*取り組む内容*. 以下のデータをすべて、各行を一字一句変えずにもう一度書き出してください。

%%

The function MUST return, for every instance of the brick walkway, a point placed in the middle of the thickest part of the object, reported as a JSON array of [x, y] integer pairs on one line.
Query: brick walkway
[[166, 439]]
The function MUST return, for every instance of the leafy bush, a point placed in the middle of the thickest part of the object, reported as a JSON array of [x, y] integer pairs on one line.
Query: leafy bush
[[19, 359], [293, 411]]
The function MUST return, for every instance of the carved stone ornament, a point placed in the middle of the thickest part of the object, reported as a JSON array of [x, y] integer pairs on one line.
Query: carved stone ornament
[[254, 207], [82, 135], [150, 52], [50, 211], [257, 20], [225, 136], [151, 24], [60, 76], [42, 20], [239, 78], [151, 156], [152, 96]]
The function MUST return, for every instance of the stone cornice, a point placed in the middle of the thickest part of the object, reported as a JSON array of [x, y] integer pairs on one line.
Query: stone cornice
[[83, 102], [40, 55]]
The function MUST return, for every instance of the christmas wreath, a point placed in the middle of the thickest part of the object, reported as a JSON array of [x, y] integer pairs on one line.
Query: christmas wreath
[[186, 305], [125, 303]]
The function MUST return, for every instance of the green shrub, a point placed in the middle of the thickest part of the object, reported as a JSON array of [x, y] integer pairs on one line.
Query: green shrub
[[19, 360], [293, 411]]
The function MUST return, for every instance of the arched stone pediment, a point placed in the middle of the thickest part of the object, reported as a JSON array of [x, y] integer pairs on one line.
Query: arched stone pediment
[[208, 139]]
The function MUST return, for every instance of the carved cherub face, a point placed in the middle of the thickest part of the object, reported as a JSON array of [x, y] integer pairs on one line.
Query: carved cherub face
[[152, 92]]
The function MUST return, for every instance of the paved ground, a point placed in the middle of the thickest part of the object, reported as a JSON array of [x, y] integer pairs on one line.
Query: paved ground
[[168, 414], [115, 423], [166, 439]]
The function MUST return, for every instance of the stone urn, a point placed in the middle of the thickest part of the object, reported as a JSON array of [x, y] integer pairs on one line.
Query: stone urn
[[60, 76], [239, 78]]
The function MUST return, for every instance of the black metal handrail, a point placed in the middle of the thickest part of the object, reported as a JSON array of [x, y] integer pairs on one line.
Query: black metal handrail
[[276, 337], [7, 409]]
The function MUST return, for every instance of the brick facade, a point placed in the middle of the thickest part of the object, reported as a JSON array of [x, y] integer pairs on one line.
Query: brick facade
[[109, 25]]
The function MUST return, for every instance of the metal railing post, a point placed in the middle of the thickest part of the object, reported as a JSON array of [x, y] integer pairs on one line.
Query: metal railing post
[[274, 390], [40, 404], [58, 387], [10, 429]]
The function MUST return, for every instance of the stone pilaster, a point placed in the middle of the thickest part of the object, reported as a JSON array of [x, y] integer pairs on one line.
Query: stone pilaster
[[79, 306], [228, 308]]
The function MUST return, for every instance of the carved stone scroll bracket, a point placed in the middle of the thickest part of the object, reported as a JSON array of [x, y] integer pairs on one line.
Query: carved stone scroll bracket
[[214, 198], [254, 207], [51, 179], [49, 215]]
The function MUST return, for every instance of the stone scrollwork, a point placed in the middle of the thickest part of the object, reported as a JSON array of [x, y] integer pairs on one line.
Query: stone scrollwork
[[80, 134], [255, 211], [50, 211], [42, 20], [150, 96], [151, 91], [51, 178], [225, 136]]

%%

*作業結果*.
The function MUST return, for every instance of the brick walkway, a point placed in the middle of the thickest part of the object, reported as a JSON array of [x, y] integer pairs on one line.
Query: brick walkway
[[166, 439]]
The function MUST return, for every instance of the leafy bush, a point placed in the middle of the thickest part of the object, reported as a JSON array of [x, y] integer pairs on one line.
Query: leafy bush
[[19, 359], [293, 411]]
The function MUST return, for every instance of the carved stone ornament, a point placed in the middle of the thickest part of the object, reported as a JSON array of [x, y] integer pairs on one line.
Query: carved stone ornament
[[254, 207], [82, 135], [150, 52], [50, 211], [257, 20], [225, 136], [151, 24], [60, 76], [42, 20], [239, 78], [151, 156], [152, 96]]
The function MUST return, for every instance of the stone cornice, a point placed in the middle of the thickest part of the object, reported as a JSON array of [x, y] integer pairs on one line.
Query: stone cornice
[[83, 102], [40, 55]]
The function MUST return, for every instance of the christmas wreath, a point placed in the middle of the thickest part of the object, reported as a JSON array of [x, y] integer pairs on one line.
Query: christmas wreath
[[186, 305], [125, 303]]
The function MUST return, for every instance of the green shrub, a point placed in the middle of the thickest part of the object, reported as a JSON array of [x, y] integer pairs on one line.
Query: green shrub
[[19, 360], [293, 411]]
The function MUST return, for every instance of the arched stone pediment, a point placed in the middle of the thickest part of the object, reported as a JSON array of [x, y] integer pairs on one line.
Query: arched stone pediment
[[208, 139]]
The function MUST return, for every instance of the carved cherub face, a point placed in the middle of the thickest part of the object, reported as a JSON array of [x, y] integer pairs on one line.
Query: carved cherub face
[[152, 92]]
The function MUST return, for every instance of the paved ground, a point placed in the middle of the thickest part of the object, reported as a JSON array of [x, y] integer pairs on one line.
Query: paved ground
[[168, 414], [115, 423], [166, 439]]
The function MUST return, for every instance of the stone urn, a point placed in the middle of the thickest part of the object, reported as a JSON array of [x, y] integer pairs on one line.
Query: stone urn
[[60, 76], [239, 78]]
The function MUST return, for every instance of the black metal handrail, a point placed in the middle of the thickest part of the object, reported as a JSON array of [x, y] integer pairs on one line.
Query: black metal handrail
[[276, 337], [7, 409]]
The function MUST return, for every instance of the brick facade, a point placed in the middle of the thickest part of the object, reported as a JSON array of [x, y] integer pairs on one line.
Query: brick facade
[[109, 25]]
The function MUST return, for every instance of the metal railing post, a point placed in the middle of the thickest part of the object, reported as a JSON array of [x, y] integer pairs on one line.
Query: metal railing post
[[274, 390], [40, 404], [58, 387], [10, 429]]
The function MUST return, for every instance of the stone pilaster, a point placed in the middle of the thickest part of the object, reported as a JSON array of [x, y] integer pairs on one line.
Query: stone pilaster
[[79, 306], [228, 308]]
The function MUST return, for every instance of the carved stone scroll bracket, a point placed in the middle of the thickest part of the object, reported as a JSON array of [x, y] integer pairs on one line.
Query: carved stone scroll bracket
[[214, 198], [254, 207], [51, 179], [49, 215]]
The function MUST return, for every instance of the stone scrollwork, a point placed in the middle of the thickest part of the object, reported as a JSON array of [x, y] integer pairs on one line.
Query: stone scrollwork
[[80, 134], [255, 211], [50, 211], [42, 20], [150, 96], [151, 91], [51, 178], [225, 136]]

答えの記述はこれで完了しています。